**Supplied data**
----------------------------------------

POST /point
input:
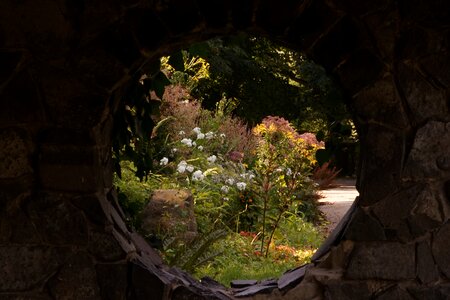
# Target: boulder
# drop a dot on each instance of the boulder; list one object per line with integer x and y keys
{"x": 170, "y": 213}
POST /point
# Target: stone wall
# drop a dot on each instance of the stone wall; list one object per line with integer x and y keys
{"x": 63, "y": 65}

----------------------------------------

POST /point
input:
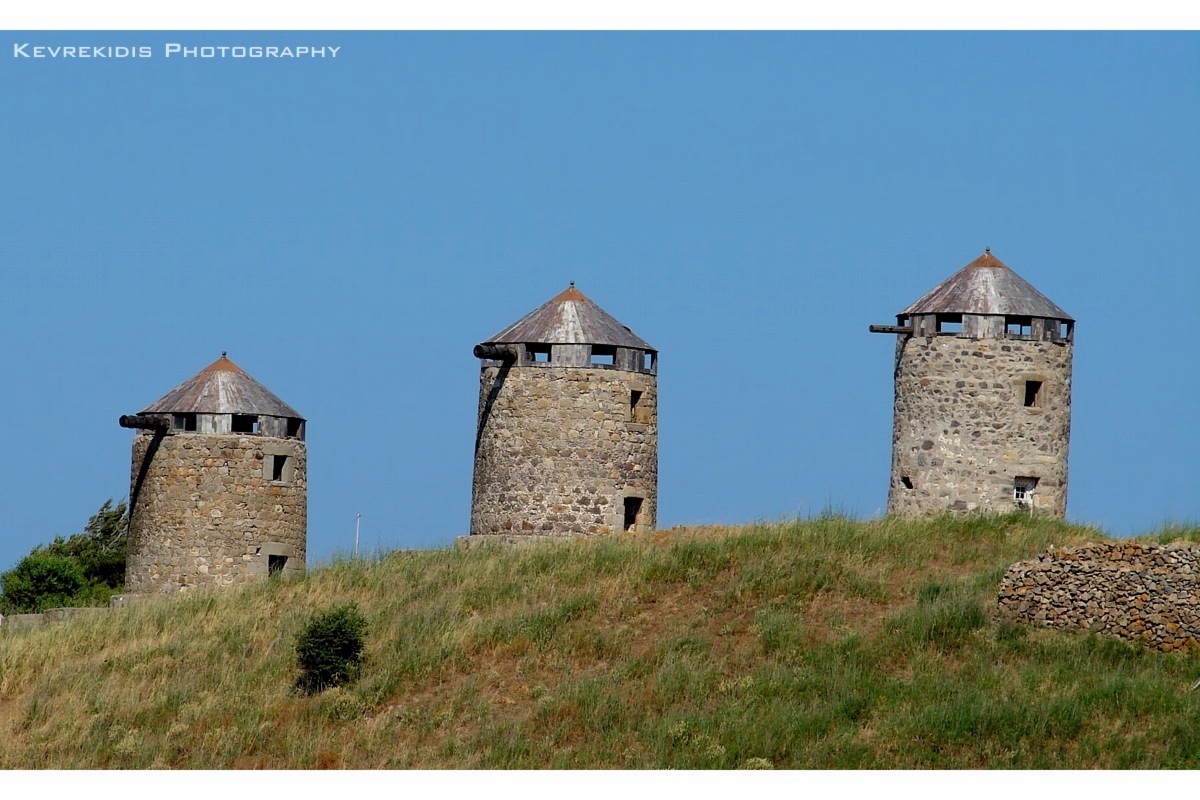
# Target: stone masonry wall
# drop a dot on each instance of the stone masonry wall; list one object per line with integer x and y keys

----------------------------------------

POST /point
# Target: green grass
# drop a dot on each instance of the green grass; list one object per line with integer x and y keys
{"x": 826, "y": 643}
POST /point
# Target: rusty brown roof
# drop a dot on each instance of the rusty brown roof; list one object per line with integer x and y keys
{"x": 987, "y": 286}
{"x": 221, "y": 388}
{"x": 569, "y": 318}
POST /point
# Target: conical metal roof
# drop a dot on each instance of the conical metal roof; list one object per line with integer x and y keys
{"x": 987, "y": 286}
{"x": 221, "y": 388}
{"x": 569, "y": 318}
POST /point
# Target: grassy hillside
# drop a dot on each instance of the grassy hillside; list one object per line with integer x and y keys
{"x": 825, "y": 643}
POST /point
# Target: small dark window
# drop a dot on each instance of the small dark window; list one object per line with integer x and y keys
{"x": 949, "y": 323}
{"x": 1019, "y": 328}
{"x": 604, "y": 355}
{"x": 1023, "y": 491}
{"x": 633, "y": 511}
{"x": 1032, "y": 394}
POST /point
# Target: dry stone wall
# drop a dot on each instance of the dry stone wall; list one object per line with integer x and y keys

----------------------------------------

**What the task asks**
Count the lines in the entries above that contain the string "stone", and return only that number.

**Output of the exercise**
6